[Information]

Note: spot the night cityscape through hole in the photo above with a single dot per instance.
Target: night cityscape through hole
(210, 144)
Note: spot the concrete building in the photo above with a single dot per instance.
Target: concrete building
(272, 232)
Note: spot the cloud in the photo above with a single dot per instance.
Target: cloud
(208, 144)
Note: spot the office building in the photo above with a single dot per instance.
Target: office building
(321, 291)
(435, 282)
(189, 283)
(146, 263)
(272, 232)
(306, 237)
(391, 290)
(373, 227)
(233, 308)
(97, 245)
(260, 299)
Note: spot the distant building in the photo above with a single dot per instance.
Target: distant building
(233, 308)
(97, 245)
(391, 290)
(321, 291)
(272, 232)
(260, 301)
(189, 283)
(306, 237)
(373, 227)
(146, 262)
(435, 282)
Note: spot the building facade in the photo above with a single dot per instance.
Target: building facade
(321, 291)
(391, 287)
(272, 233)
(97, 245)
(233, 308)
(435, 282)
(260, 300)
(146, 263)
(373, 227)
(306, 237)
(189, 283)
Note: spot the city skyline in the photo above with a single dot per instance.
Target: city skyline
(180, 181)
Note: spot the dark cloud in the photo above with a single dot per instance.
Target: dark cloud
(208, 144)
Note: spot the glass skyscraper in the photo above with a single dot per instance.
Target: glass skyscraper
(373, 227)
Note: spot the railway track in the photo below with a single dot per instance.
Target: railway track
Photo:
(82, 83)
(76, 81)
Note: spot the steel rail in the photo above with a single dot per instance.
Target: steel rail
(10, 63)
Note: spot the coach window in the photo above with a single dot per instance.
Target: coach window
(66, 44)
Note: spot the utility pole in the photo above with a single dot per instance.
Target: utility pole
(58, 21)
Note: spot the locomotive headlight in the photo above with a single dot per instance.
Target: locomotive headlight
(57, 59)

[/Information]

§ **Work to complete**
What is the number of lines in the records that contain "track"? Answer with it alone.

§ **Answer to the problem**
2